- Task description: Reproduce verbatim the text from the start of the records through the line containing "Take one instance", including that line, and omit the pictures from your reply.

========================

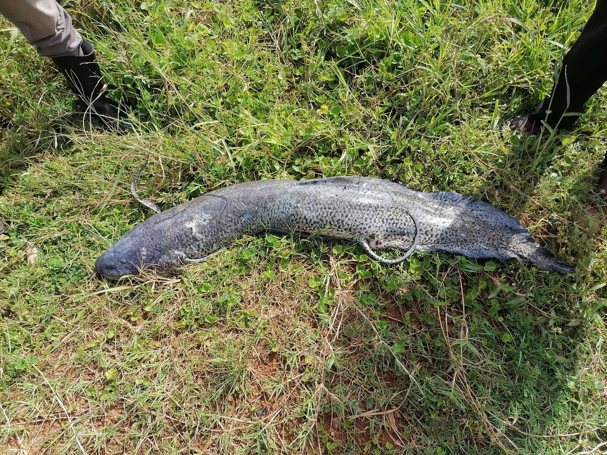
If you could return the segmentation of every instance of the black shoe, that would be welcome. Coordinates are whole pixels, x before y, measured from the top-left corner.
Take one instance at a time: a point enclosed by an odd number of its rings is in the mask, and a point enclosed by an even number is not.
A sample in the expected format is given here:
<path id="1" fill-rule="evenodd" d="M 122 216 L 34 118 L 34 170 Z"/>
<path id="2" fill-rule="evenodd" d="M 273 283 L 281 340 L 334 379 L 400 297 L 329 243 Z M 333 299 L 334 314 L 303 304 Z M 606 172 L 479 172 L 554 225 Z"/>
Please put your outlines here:
<path id="1" fill-rule="evenodd" d="M 106 86 L 93 45 L 83 40 L 80 49 L 84 55 L 56 57 L 53 62 L 66 76 L 70 89 L 78 95 L 85 114 L 92 115 L 106 127 L 117 127 L 120 120 L 126 117 L 126 113 L 103 94 Z"/>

========================

- Output of the exercise:
If you could return the segmentation of every instance of the black shoe, that would be welcome. Coordinates are whole pixels, x before y, measured from the top-left corner.
Take one instance at a time: a point enclosed by an odd number of its rings is in the mask, and a point enclosed by an even number is not.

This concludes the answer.